start Entries supplied

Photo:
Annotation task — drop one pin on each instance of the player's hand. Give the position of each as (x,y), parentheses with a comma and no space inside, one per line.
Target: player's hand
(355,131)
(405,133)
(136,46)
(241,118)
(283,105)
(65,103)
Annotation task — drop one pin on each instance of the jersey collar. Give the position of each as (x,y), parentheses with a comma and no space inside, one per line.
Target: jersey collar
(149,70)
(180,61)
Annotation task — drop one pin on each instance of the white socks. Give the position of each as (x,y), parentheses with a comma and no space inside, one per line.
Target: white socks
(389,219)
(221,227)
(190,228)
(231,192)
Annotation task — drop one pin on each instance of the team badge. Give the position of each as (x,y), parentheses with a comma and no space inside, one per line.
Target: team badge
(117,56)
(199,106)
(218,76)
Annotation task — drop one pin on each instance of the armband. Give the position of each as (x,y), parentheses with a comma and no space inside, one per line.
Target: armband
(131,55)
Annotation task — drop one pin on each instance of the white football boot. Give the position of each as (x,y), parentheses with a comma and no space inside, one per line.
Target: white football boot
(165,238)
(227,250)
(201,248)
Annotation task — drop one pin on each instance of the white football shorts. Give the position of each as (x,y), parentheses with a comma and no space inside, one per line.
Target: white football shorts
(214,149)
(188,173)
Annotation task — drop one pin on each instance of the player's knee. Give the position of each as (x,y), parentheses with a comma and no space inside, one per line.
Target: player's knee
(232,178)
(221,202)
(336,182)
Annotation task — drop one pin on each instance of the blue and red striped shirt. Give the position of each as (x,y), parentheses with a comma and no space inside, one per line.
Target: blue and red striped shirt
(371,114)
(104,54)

end Entries supplied
start Entries supplied

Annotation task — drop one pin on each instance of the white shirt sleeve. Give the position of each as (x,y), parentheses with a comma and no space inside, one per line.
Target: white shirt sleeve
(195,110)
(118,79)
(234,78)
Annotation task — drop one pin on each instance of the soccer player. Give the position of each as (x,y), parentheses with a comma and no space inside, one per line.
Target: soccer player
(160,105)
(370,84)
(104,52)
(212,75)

end Entries supplied
start Entries supplied

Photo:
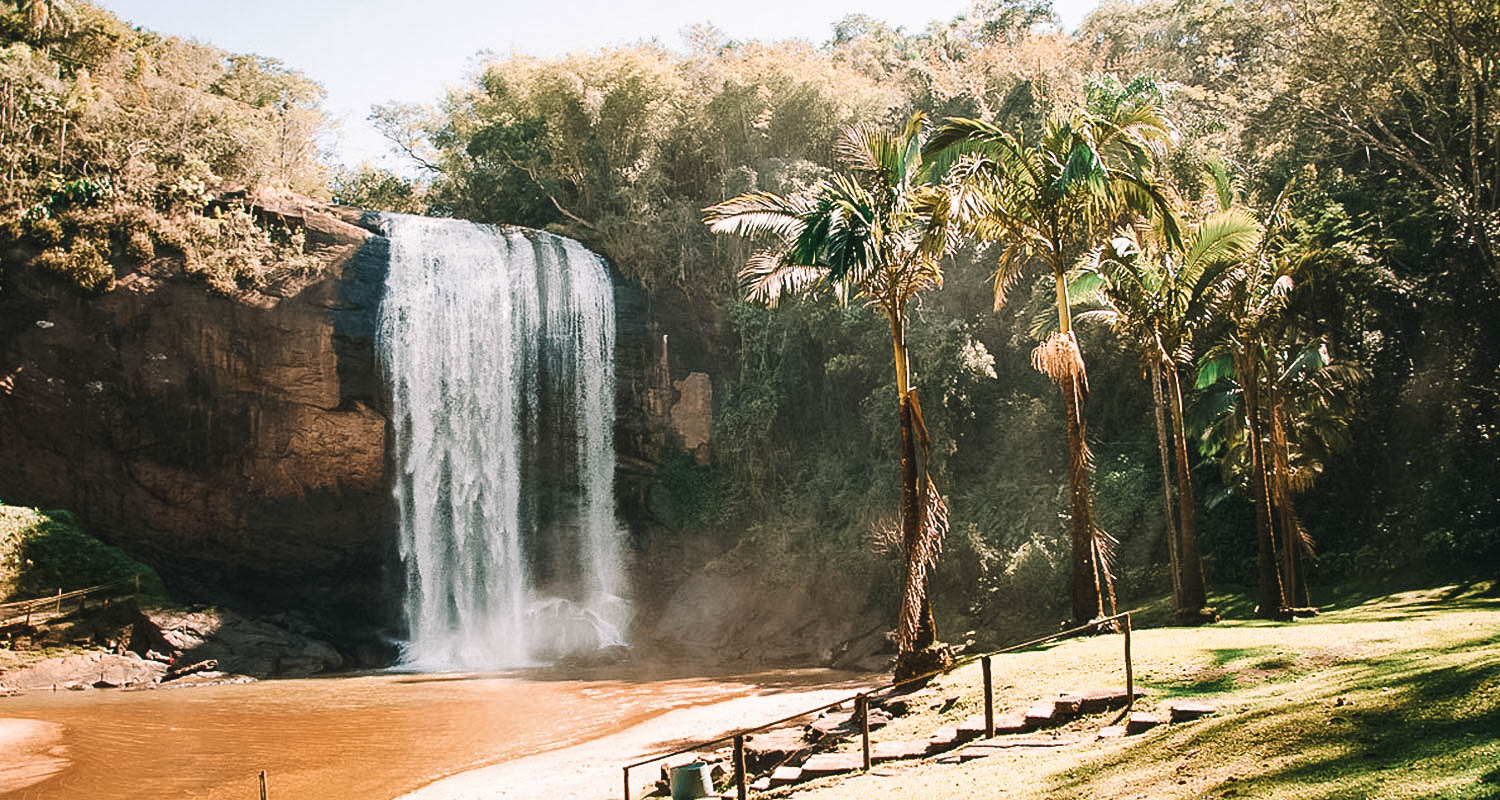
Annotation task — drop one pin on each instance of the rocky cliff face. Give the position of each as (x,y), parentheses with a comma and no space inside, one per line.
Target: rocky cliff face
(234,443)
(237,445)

end Entries supplied

▸ **Aim of the task**
Pull out every line of the data above that contains the string "cliff", matching case exactly, and copy each one.

▸ **Task output**
Annotation task — drop one pin on each instance of the rocky cliff face. Give the position of each as (x,y), parentheses with a comma and no space inside, one per line.
Target: rocky cliff face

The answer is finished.